■ OBIETTIVO DELL'ESERCIZIO
Riprendi il brano sulle reazioni al discorso di fine anno di Napolitano e continualo dopo l'ultima frase riportata.

■ SEZIONE DEL DOCUMENTO
***

La posta del cuore. “Cercherò di mettere innanzitutto in evidenza le preoccupazioni e i sentimenti che ho colto in alcune delle molte lettere indirizzatemi ancora di recente da persone che parlando dei loro casi hanno gettato luce su realtà diffuse oggi nella nostra società. Vincenzo, che mi scrive da un piccolo centro industriale delle Marche…” (Giorgio Napolitano, 31-12-2013). Nicola M. invece mi ha telefonato quattro volte, ma ho fatto bruciare i nastri. Non ci resta che leccare. “Esprimo totale sintonia con le parole e gli auspici del messaggio del Capo dello Stato. L’Italia che vuole rialzarsi e costruire con opportune e tempestive riforme si riconosce nei toni e nell’orizzonte delineato dal Presidente Napolitano. Le parole di queste ore contro il Quirinale e contro il ruolo che ha giocato in questo 2013 per salvare l’Italia sono espressione di una politica destruens alla quale – ne sono convinto – faremo argine con successo l’anno prossimo, come e meglio di quanto l’abbiamo fatto in questi mesi” (Enrico Letta, 31-12-2013). “Il discorso di Napolitano è stato il più bello degli ultimi anni” (Pierferdinando Casini, 31-12-2013). “Un grandissimo statista e vero servitore della Patria: senza la sua sapienza sarebbe venuta giù l’Italia” (Matteo Colaninno, Pd, 1-1-2013). “Il Presidente ha ormai assunto il ruolo di papà della patria” (Beppe Severgnini, Corriere della sera, 2-1). “Il discorso di fine anno del presidente della Repubblica a me è parso misurato, fermo, commosso e insomma perfetto” (Eugenio Scalfari, la Repubblica, 5-1). “Santissimo Savonarola… Come sei bello… Quanto ci piaci a noi due!… Ti salutiamo con la nostra faccia sotto i tuoi piedi… Senza chiederti nemmeno di stare fermo! Puoi muoverti! E noi zitti sotto… Punto!… Non volevamo minimamente offendere, tuoi peccatori di prima… Con la faccia dove sappiamo” ( R oberto Benigni e Massimo Troisi, Non ci resta che piangere, 1985).

***

■ MATERIALE FORNITO

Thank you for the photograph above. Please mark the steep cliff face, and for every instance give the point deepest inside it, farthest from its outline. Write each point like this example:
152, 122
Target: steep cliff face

***

■ RISPOSTA ATTESA
Dicerie. “È nata una polemica sul tema del peccato e, a detta di alcuni miei critici, io avrei sostenuto che il Papa lo ha di fatto abolito” (Eugenio Scalfari, la Repubblica, 5-1). “La rivoluzione di Francesco ha abolito il peccato” (Eugenio Scalfari, la Repubblica, 29-12-2013)

Horrorpolitik. “Letta e l’incontro con Matteo: ‘Non mi schiacciare su Alfano’” (la Repubblica, 2-1). Chè m’è scaduta l’antitetanica.

Largo ai giovani. “Ma fino a che età è giusto guidare l’auto?” (Corriere della sera, 4-1). Almeno fino a 88 anni. Poi alla peggio si va al Quirinale e si guida la Repubblica.

Family. “Alfano: no alle unioni civili, prima viene la famiglia” (La Stampa, 4-1). La sua. Utility. “A Renzi chiediamo rispetto, non possiamo essere considerati come degli utili idioti” (Fabrizio Cicchitto, Ncd, La Stampa, 4-1). In effetti non è che siano molto utili.

Von Letten. “Spread sotto i 200. Letta: la stabilità paga” (l’Unità, 4-1). In Germania.

Povero Merlo. “Grillo scatenerà i funzionari del fanatismo che ha mandato in Parlamento e i digitanti incappucciati, truppe d’assalto della diffamazione impunita sostenuti dai sempre più lividi professionisti del nome storpiato ‘alla Travaglio’” (Francesco Merlo, la Repubblica , 2-1). Su, dai, Merlo, non fare così, chè il tuo nome – come il mio – non c’è bisogno di storpiarlo.

Formigay. “Formigoni minaccia la crisi: ‘Non tratto sui gay’” (Libero, 3-1). Vestono troppo sgargiante.

Finalmente libero. “Il tunisino Walid Chaabani, pregiudicato da tempo agli arresti domiciliari per reati connessi allo spaccio di stupefacenti, stanco dei continui litigi con la consorte, ha chiesto di poter scontare il resto della pena in carcere. I carabinieri hanno attivato l’Ufficio di sorveglianza del Tribunale di Livorno che ha emesso un ordine di carcerazione e i militari hanno tradotto l’extracomunitario nella casa circondariale” (Libero, 4-1). Vanificando così mesi di lavoro e due decreti svuotacarceri della ministra Cancellieri.

Buon appetito. “Nord Corea, il dittatore folle Kim fa sbranare lo zio da cani affamati” (La Stampa, 4-1). Astenersi inappetenti.

Le 5Stelle stanno a guardare (Marco Travaglio).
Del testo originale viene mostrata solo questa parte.